::: Selected passage

Highly Stable and Conductive Microcapsules for Enhancement of Joule Heating Performance.

ACS nano

Zhaoliang Zheng, Jidong Jin, Guang-Kui Xu, Jianli Zou, Ulrike Wais, Alison Beckett, Tobias Heil, Sean Higgins, Lunhui Guan, Ying Wang, Dmitry Shchukin

Affiliations

  1. Stephenson Institute for Renewable Energy and Department of Chemistry, University of Liverpool , Liverpool L69 7ZD, United Kingdom.
  2. Department of Electrical Engineering and Electronics, University of Liverpool , Liverpool L69 3GJ, United Kingdom.
  3. International Center for Applied Mechanics, State Key Laboratory for Strength and Vibration of Mechanical Structures, Xi'an Jiaotong University , Xi'an 710049, China.
  4. EM Unit, Department of Cellular & Molecular Physiology, University of Liverpool , Liverpool L69 3BX, United Kingdom.
  5. Nanoinvestigation Centre at Liverpool, University of Liverpool , Liverpool L69 3GL, United Kingdom.
  6. Centre for Materials Discovery, University of Liverpool , Liverpool L69 7ZD, United Kingdom.
  7. Fujian Institute of Research on the Structure of Matter, Chinese Academy of Sciences , Fuzhou 350002, China.

::::::

*Task*: Print the entire article header on conductive microcapsules for Joule heating, word for word. The data that follow come from a separate source.

::: Dataset

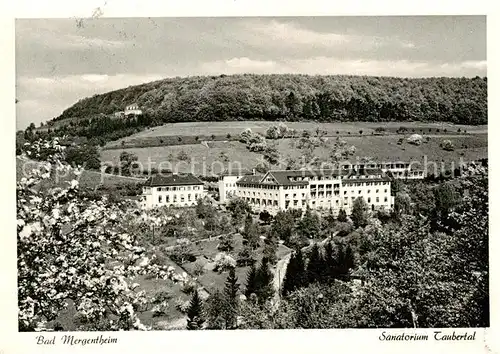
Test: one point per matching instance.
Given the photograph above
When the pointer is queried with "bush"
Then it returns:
(198, 269)
(447, 145)
(223, 262)
(183, 156)
(188, 287)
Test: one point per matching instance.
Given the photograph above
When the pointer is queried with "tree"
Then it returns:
(86, 156)
(264, 280)
(446, 198)
(239, 209)
(74, 240)
(295, 275)
(265, 217)
(309, 226)
(183, 156)
(359, 213)
(283, 225)
(231, 290)
(127, 163)
(315, 265)
(447, 145)
(251, 232)
(269, 252)
(342, 216)
(217, 311)
(226, 243)
(246, 257)
(402, 203)
(195, 316)
(251, 284)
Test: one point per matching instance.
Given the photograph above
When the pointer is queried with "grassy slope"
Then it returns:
(382, 148)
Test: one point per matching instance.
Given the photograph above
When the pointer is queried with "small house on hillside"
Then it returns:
(133, 109)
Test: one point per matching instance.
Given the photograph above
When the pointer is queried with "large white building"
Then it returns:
(227, 182)
(177, 190)
(319, 189)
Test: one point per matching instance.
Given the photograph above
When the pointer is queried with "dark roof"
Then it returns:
(236, 171)
(173, 180)
(362, 180)
(249, 179)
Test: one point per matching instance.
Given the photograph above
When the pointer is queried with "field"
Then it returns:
(206, 160)
(236, 127)
(90, 179)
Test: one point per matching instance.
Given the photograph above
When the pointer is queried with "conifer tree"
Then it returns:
(309, 225)
(359, 213)
(251, 232)
(231, 294)
(330, 262)
(195, 318)
(315, 266)
(342, 217)
(295, 276)
(264, 277)
(251, 286)
(217, 311)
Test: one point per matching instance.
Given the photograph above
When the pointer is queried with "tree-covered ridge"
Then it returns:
(297, 97)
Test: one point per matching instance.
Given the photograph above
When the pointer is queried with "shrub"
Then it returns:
(198, 269)
(447, 145)
(223, 262)
(189, 286)
(183, 156)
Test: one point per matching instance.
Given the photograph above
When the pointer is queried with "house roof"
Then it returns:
(236, 171)
(249, 179)
(173, 180)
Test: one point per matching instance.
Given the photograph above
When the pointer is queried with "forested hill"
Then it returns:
(297, 97)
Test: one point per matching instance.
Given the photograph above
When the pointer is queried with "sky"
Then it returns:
(60, 61)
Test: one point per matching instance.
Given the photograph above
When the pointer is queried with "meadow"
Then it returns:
(236, 127)
(206, 159)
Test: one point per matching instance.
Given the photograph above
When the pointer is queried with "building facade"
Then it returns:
(318, 189)
(174, 190)
(227, 182)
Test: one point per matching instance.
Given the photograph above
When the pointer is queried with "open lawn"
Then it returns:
(236, 127)
(206, 252)
(206, 159)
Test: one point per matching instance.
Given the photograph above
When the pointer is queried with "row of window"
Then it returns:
(368, 191)
(368, 184)
(180, 188)
(175, 199)
(264, 202)
(368, 200)
(328, 186)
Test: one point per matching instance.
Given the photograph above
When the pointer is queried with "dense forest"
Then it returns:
(297, 97)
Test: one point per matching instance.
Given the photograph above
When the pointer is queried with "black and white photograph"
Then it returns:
(252, 173)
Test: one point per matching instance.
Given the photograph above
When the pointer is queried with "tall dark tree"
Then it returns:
(251, 232)
(309, 226)
(342, 217)
(315, 265)
(251, 286)
(359, 213)
(231, 290)
(283, 225)
(195, 314)
(265, 286)
(295, 275)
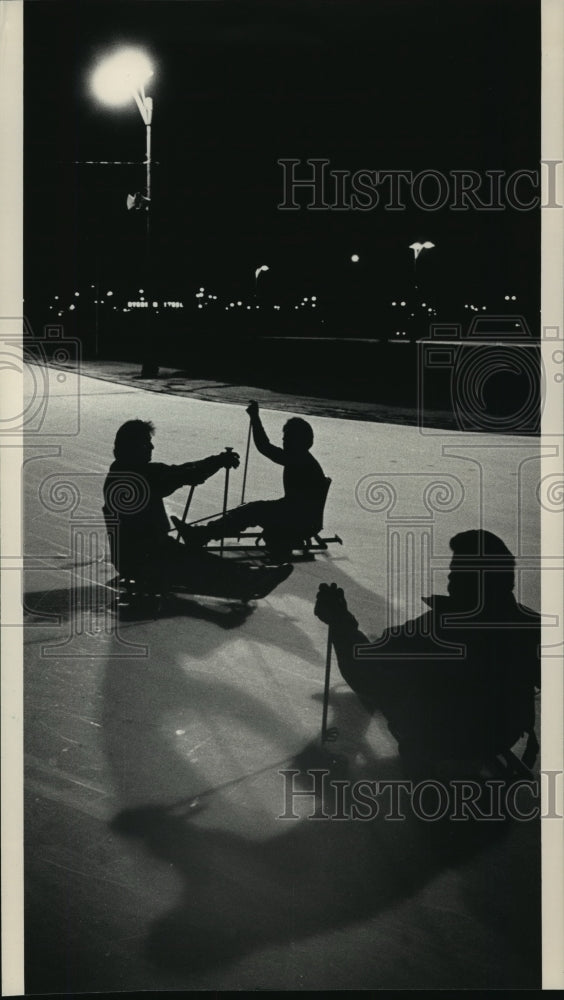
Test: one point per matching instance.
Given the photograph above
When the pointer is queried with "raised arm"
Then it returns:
(361, 675)
(260, 437)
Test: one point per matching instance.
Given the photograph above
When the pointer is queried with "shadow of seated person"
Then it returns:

::::::

*Solved exercise*:
Highly Stable and Conductive Microcapsules for Enhancement of Joule Heating Performance.

ACS nano

Zhaoliang Zheng, Jidong Jin, Guang-Kui Xu, Jianli Zou, Ulrike Wais, Alison Beckett, Tobias Heil, Sean Higgins, Lunhui Guan, Ying Wang, Dmitry Shchukin

Affiliations

  1. Stephenson Institute for Renewable Energy and Department of Chemistry, University of Liverpool , Liverpool L69 7ZD, United Kingdom.
  2. Department of Electrical Engineering and Electronics, University of Liverpool , Liverpool L69 3GJ, United Kingdom.
  3. International Center for Applied Mechanics, State Key Laboratory for Strength and Vibration of Mechanical Structures, Xi'an Jiaotong University , Xi'an 710049, China.
  4. EM Unit, Department of Cellular & Molecular Physiology, University of Liverpool , Liverpool L69 3BX, United Kingdom.
  5. Nanoinvestigation Centre at Liverpool, University of Liverpool , Liverpool L69 3GL, United Kingdom.
  6. Centre for Materials Discovery, University of Liverpool , Liverpool L69 7ZD, United Kingdom.
  7. Fujian Institute of Research on the Structure of Matter, Chinese Academy of Sciences , Fuzhou 350002, China.